To be done -
Count the lines in the items below that contain the string "brown", with case counting. Reply with the number only.

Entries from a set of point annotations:
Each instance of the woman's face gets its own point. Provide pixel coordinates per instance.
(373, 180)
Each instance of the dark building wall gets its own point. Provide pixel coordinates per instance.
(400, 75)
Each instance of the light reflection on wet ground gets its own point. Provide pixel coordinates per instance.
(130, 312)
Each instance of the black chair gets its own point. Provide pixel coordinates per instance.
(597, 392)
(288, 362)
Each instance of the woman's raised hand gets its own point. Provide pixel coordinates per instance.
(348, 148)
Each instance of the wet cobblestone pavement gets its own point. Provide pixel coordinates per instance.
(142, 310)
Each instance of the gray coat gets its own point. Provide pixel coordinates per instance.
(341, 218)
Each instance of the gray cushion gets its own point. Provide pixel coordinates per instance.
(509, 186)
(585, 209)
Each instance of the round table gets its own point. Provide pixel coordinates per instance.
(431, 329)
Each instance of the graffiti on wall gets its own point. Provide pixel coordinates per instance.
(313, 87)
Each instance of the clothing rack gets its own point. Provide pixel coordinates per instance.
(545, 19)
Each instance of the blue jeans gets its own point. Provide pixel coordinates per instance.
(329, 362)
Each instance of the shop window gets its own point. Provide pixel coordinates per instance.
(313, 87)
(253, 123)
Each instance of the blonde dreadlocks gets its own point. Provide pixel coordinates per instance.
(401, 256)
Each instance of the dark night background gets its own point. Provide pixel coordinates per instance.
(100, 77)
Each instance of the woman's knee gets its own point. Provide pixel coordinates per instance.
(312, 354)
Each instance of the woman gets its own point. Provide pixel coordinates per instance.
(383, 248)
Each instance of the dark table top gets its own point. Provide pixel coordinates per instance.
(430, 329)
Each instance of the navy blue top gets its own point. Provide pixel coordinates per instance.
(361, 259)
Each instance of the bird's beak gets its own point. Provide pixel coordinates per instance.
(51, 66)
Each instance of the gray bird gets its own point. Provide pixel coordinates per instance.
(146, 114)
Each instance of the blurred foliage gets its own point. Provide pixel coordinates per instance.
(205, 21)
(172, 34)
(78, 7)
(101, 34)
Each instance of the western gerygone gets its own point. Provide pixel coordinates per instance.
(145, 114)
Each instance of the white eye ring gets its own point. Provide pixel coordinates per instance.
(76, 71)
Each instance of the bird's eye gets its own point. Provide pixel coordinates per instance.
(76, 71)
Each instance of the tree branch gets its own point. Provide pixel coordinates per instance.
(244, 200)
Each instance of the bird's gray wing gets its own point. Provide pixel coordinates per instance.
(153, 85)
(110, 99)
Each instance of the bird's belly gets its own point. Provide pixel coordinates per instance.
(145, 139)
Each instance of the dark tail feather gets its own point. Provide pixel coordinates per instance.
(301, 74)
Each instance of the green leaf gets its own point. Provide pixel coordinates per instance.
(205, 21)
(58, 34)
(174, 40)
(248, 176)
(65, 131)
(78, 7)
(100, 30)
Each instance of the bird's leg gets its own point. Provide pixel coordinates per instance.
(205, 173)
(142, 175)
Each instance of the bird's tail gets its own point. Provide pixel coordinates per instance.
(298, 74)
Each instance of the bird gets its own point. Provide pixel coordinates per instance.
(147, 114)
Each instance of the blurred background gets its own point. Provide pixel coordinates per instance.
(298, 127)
--
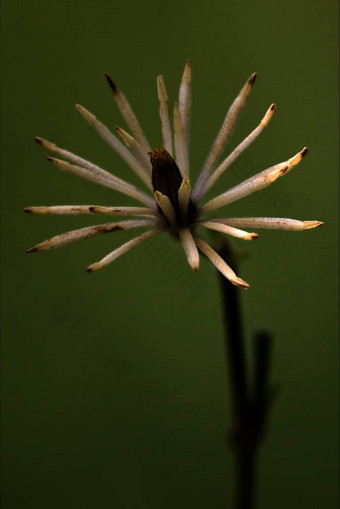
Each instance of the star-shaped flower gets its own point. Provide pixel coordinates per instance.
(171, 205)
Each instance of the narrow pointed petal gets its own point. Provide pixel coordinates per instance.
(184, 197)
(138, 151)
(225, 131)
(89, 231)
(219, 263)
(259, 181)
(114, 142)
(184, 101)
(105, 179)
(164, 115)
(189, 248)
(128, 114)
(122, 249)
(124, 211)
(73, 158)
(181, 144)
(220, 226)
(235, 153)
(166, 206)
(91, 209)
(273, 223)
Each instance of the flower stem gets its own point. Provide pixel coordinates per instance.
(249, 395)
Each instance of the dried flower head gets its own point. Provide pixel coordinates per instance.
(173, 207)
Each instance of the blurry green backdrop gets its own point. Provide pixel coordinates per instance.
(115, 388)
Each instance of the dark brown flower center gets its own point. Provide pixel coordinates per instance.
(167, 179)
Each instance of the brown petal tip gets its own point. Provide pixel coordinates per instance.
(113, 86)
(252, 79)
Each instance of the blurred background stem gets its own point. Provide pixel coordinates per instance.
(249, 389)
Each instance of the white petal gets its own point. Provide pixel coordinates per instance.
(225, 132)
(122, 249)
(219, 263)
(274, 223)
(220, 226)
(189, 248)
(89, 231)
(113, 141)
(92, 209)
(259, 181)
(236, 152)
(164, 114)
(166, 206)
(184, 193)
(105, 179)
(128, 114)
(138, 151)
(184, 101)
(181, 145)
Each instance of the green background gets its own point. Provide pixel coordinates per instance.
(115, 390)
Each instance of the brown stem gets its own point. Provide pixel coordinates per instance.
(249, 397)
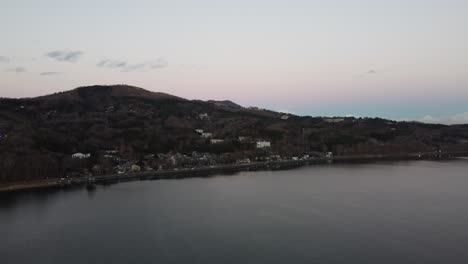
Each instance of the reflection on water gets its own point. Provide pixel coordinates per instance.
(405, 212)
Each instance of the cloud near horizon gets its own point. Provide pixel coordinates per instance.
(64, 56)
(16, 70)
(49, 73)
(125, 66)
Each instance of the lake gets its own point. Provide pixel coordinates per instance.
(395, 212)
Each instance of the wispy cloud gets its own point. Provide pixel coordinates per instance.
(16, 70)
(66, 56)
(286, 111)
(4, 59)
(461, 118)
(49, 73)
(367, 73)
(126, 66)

Reply to the task -
3